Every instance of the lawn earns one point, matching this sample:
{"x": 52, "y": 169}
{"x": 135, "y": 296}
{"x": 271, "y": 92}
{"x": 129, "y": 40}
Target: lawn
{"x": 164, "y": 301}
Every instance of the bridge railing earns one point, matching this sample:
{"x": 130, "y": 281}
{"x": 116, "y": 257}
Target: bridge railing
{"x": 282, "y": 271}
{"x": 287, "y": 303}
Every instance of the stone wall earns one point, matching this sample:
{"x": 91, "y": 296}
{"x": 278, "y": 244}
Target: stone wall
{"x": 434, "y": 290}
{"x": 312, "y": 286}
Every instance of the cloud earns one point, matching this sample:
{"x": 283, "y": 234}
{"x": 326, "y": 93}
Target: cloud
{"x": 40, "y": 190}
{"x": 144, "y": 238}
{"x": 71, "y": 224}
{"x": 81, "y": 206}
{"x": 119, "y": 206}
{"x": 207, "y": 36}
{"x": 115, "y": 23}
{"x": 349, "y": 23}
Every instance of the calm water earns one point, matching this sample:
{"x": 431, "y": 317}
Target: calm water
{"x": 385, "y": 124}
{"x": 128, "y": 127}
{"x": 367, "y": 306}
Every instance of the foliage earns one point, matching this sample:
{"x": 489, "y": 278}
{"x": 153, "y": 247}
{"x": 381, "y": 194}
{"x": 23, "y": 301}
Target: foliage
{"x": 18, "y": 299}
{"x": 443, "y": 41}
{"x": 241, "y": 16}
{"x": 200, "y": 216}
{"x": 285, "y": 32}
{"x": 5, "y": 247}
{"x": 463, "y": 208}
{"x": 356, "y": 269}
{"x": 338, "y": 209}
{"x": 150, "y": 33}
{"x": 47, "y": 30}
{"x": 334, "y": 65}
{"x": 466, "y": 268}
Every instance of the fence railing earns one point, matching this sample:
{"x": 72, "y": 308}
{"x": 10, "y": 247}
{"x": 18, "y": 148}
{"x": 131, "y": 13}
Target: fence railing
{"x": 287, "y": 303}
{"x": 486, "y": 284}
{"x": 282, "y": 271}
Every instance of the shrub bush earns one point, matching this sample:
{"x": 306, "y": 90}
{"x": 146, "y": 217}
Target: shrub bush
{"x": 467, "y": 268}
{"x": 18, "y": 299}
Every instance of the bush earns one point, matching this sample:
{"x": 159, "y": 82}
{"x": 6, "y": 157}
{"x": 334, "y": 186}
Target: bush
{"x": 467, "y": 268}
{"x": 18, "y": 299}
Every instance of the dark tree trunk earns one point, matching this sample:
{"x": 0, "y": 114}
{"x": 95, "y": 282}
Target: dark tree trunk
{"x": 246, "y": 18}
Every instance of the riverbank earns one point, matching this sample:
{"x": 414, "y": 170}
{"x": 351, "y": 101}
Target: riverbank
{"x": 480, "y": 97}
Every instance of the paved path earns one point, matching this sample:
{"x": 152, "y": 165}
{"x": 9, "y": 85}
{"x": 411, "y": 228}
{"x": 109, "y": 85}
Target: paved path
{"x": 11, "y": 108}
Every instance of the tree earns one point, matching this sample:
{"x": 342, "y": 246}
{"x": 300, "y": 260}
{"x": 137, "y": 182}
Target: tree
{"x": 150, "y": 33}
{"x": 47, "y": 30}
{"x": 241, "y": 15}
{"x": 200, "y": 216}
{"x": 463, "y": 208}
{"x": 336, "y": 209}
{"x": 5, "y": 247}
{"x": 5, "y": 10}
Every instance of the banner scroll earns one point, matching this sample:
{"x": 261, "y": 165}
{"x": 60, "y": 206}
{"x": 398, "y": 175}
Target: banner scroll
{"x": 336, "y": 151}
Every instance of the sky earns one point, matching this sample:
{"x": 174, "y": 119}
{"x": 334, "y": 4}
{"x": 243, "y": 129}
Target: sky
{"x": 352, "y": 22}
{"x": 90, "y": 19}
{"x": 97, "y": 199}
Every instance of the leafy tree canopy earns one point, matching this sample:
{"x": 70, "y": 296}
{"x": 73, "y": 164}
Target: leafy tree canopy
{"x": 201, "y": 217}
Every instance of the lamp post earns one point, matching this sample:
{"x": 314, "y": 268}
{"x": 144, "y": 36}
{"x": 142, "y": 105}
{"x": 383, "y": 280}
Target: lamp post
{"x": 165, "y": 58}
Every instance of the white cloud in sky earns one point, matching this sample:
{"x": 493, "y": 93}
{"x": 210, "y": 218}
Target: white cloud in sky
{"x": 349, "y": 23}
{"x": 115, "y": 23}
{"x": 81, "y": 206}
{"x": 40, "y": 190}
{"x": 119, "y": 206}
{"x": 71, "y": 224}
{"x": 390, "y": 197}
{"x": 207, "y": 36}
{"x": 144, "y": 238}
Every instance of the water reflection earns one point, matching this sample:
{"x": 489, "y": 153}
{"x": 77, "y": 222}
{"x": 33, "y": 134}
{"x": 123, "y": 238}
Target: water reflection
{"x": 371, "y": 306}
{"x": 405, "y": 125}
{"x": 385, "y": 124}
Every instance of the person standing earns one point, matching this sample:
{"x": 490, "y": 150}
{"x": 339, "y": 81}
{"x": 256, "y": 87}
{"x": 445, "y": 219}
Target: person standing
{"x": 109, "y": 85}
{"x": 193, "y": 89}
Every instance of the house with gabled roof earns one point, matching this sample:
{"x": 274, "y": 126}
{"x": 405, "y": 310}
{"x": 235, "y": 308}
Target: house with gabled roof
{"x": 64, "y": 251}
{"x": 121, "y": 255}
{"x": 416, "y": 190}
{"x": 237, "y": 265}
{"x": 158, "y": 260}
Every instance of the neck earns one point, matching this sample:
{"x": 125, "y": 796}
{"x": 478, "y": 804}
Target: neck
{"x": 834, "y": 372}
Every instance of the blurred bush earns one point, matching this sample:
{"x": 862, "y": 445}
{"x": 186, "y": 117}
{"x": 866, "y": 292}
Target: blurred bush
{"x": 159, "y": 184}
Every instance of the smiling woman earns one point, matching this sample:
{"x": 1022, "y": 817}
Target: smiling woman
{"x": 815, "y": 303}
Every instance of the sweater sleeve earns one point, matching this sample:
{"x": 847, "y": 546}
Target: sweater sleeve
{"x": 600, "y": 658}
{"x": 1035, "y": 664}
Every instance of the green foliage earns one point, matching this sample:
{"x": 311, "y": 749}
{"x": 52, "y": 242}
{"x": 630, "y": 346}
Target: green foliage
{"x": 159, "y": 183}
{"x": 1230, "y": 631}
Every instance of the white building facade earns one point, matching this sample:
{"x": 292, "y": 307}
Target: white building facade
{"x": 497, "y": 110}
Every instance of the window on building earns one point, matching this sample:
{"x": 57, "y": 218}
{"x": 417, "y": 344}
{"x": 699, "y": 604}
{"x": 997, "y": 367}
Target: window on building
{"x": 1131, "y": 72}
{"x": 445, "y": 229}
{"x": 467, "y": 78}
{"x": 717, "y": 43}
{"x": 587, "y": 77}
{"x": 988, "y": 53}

• • • • •

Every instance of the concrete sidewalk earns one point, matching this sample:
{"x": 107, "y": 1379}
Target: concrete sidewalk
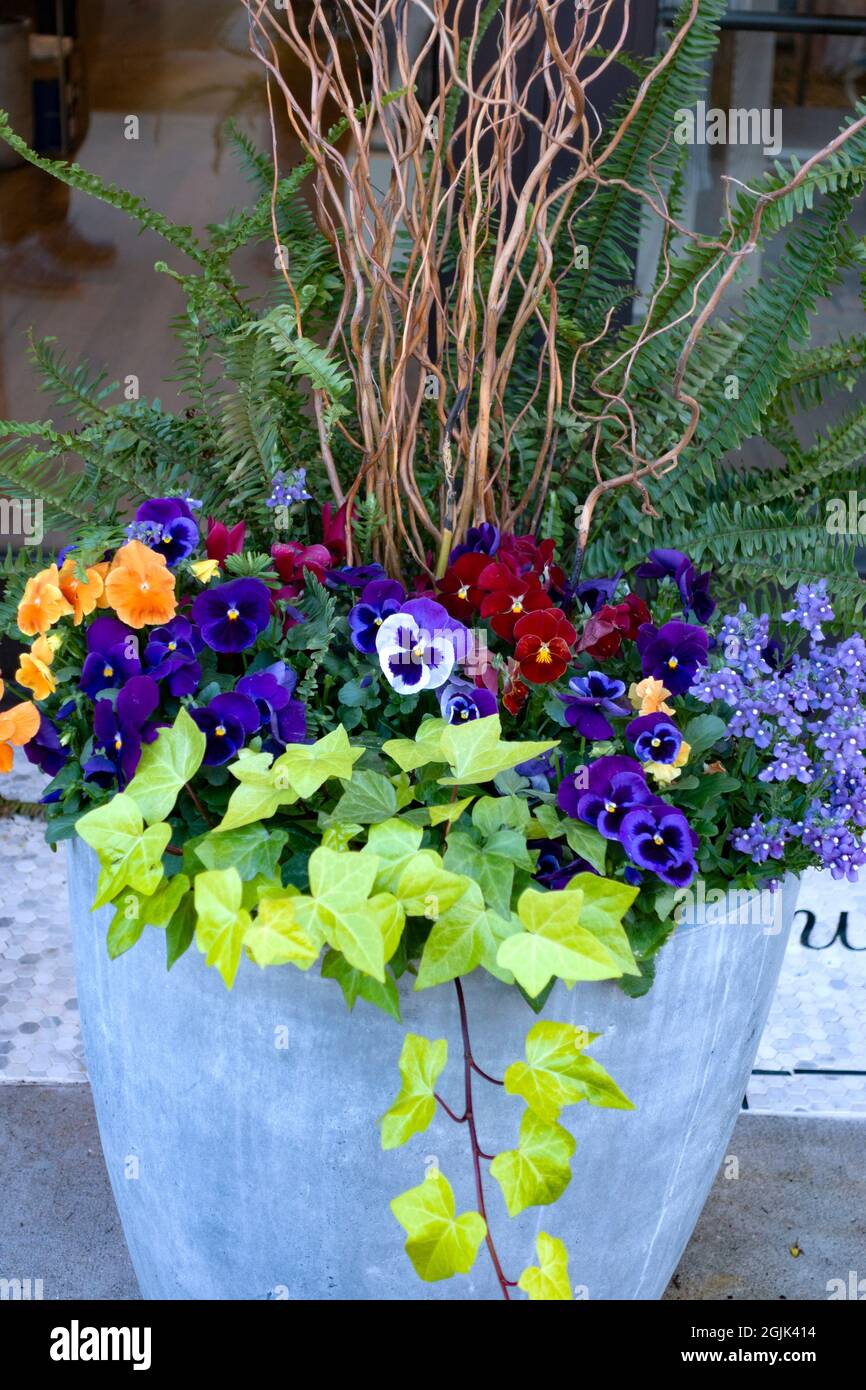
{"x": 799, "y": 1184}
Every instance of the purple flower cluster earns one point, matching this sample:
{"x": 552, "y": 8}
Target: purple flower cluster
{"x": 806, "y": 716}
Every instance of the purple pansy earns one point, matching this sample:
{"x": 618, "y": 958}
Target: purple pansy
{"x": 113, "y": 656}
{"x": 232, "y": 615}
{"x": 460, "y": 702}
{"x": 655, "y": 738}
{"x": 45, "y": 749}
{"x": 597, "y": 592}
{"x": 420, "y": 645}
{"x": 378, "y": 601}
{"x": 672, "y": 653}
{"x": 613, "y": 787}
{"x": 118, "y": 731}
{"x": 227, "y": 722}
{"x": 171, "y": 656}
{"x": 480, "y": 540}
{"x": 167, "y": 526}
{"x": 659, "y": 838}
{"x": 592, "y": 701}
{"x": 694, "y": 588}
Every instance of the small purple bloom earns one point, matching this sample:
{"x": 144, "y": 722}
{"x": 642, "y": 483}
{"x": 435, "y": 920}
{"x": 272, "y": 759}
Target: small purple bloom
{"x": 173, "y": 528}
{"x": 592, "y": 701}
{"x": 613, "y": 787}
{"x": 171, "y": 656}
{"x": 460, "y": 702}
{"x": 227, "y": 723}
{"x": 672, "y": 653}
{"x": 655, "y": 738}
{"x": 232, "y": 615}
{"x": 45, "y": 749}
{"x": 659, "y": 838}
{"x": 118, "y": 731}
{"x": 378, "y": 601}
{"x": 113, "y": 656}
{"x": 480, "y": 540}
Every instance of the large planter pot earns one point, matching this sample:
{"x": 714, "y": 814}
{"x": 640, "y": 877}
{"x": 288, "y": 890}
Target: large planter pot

• • • • •

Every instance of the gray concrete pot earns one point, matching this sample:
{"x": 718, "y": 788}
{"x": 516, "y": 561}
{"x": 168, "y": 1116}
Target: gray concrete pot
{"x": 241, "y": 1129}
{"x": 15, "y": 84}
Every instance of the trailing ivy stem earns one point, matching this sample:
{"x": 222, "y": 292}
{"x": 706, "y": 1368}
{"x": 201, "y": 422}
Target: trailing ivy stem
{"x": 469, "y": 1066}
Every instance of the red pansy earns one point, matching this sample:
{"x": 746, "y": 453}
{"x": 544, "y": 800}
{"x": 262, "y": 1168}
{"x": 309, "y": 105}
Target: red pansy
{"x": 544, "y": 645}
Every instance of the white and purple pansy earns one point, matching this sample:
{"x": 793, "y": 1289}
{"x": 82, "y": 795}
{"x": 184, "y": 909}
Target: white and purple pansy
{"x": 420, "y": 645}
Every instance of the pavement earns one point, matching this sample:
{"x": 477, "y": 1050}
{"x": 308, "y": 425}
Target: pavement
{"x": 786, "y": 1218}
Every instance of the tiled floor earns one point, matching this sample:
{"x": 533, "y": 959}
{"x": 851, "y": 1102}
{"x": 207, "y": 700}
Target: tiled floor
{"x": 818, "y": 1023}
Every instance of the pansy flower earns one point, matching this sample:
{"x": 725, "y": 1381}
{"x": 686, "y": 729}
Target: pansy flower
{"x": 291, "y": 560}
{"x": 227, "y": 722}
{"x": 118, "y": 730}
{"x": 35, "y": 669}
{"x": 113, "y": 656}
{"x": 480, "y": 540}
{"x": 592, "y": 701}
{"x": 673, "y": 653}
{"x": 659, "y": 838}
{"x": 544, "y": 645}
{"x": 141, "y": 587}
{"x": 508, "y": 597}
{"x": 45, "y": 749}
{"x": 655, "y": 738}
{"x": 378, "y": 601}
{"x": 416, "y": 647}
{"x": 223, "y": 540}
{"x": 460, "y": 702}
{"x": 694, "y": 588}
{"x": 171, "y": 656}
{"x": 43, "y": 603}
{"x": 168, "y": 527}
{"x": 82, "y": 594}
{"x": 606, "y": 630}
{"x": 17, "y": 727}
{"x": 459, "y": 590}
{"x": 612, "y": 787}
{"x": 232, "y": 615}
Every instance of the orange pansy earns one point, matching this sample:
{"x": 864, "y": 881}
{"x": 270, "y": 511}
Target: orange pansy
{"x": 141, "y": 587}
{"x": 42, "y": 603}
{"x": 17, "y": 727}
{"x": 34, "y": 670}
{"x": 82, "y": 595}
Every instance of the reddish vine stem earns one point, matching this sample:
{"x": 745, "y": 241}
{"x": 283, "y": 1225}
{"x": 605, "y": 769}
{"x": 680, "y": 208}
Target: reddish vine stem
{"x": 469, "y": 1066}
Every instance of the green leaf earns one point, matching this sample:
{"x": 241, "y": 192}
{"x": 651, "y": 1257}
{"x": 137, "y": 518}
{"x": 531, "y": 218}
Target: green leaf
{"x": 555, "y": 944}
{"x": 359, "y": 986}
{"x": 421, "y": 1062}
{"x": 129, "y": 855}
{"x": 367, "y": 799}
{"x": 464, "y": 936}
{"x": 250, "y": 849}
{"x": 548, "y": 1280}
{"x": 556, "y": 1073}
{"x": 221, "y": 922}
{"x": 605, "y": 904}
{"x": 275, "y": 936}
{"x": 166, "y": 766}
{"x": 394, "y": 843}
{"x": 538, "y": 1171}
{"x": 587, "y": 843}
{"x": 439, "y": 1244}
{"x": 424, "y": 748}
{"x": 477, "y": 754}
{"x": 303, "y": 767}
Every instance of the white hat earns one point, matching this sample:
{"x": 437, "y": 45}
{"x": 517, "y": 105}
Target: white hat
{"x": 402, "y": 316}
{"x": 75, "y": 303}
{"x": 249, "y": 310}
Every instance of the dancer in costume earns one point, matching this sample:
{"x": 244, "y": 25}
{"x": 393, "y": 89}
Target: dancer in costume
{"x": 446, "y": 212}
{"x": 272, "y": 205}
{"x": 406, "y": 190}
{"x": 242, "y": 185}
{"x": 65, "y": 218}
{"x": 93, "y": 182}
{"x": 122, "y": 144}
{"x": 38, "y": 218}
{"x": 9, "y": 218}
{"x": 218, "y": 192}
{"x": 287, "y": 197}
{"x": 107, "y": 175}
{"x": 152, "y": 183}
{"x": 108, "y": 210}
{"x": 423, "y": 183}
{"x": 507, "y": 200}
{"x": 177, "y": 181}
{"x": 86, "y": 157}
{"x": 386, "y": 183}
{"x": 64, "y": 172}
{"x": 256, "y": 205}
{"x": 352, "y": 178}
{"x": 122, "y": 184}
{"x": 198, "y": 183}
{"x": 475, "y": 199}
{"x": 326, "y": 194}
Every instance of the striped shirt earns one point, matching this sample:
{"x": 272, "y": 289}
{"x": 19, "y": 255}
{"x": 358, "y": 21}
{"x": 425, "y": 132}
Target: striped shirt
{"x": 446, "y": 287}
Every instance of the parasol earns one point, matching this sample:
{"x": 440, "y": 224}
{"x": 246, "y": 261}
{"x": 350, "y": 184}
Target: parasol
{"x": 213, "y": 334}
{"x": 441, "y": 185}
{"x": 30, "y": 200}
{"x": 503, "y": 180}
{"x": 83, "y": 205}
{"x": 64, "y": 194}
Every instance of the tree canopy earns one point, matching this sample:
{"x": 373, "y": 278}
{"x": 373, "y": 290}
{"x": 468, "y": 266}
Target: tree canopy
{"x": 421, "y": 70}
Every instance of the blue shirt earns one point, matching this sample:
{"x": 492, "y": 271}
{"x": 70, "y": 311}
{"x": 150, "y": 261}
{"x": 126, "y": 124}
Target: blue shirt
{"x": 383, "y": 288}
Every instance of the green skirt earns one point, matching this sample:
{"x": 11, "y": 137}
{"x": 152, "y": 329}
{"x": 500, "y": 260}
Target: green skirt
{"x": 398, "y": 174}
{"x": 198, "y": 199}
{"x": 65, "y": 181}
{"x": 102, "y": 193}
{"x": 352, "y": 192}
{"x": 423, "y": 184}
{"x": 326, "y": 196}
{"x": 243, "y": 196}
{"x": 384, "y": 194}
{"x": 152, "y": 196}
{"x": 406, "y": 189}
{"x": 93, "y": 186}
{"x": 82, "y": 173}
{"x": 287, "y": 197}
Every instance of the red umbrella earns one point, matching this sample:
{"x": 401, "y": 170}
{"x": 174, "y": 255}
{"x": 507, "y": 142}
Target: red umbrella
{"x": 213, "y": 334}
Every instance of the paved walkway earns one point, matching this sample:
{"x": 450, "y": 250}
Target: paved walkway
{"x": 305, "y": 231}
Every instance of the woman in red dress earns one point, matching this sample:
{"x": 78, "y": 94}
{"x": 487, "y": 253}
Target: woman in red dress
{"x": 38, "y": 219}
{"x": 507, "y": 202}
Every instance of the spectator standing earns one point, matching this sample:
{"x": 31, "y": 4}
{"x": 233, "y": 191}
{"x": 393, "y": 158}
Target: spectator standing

• • • • •

• Requirement: Wherever a line in the entries above holds "planter", copy that line.

• Task result:
Every instance of the large planter pot earns one point, matching this sample:
Target: large planter pot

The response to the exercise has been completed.